## Texto selecionado:
☆ ☆ ☆ ☆ ☆ ☆ ☆

Se por um lado o Brasil tem demonstrado grande capacidade de produção, já que a indústria nacional vende entre 10 e 12 bilhões de reais por ano, por outro, encontra dificuldades para desenvolver produtos totalmente nacionais. "O investimento em pesquisas como essas é enorme. Um único estudo poderia custar cerca de trezentos milhões de dólares. E se falarmos de pesquisas mais complexas de biotecnologia, esse valor poderia chegar a oitocentos milhões", explica o diretor da Farmasa. A pouca conveniência é clara. "Sem escala de vendas global não há como obter retorno. E sem subsídios, não há como nos inserirmos no processo de globalização", diz.

☆ ☆ ☆ ☆ ☆ ☆ ☆

## Trechos dos registros:

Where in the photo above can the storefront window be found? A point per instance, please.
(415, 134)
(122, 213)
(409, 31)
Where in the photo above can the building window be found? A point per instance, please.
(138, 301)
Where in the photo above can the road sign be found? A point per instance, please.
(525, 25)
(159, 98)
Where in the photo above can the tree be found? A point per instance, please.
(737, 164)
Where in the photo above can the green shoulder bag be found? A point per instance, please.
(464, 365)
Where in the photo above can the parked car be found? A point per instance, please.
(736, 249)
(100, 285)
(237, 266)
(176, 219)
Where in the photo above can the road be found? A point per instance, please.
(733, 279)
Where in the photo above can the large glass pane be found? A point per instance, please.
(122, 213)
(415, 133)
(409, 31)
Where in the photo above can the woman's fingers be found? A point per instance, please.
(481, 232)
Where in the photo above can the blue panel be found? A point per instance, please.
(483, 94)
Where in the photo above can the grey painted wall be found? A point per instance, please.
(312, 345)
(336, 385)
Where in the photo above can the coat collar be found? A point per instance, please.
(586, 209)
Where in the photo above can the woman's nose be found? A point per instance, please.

☆ ☆ ☆ ☆ ☆ ☆ ☆

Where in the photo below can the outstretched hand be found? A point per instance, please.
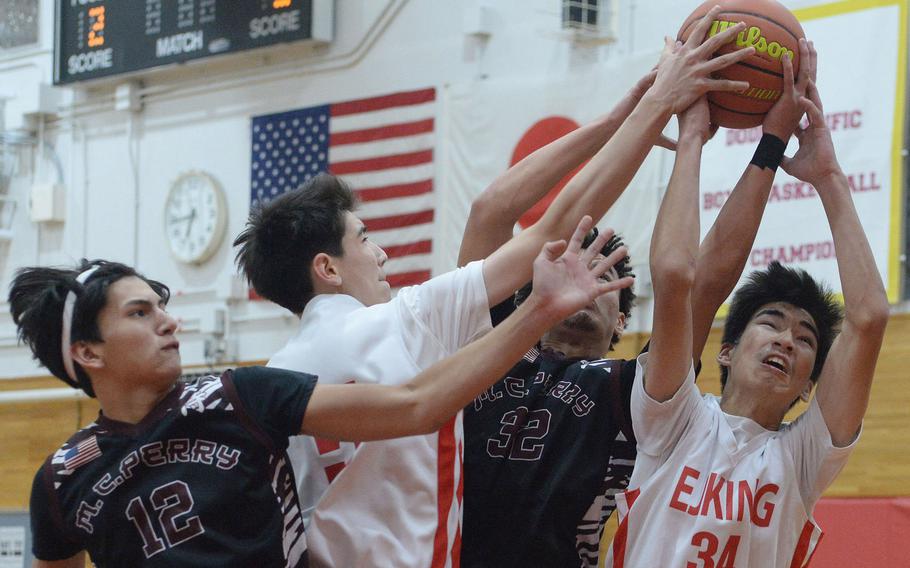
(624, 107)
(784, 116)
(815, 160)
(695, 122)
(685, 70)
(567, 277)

☆ ☆ ☆ ☆ ☆ ☆ ☆

## Questões a resolver:
(a) Relacione todos os valores monetários mencionados no texto sobre a indústria nacional e o custo das pesquisas, tal como nele aparecem.
(b) Prossiga com o texto sobre a indústria nacional e o custo das pesquisas a partir da última frase apresentada.

## Respostas numeradas:
(a)
- entre 10 e 12 bilhões de reais
- trezentos milhões de dólares
- oitocentos milhões

(b)
Mesmo diante das dificuldades impostas por este círculo vicioso, a indústria tenha se renovar. Muitos laboratórios possuem centros de pesquisas, que desenvolvem novas fórmulas a partir do produto já conhecido. "A indústria nacional pode criar novas concentrações de medicamentos específicos, ou fazer associações de substâncias que resultarão em uma novidade. Por exemplo: para que uma cápsula de 100 miligramas passe a ser vendida com 150 miligramas, é necessário um estudo que garanta sua qualidade e eficiência. Essas análises são feitas nos centros de pesquisas", explica Saez.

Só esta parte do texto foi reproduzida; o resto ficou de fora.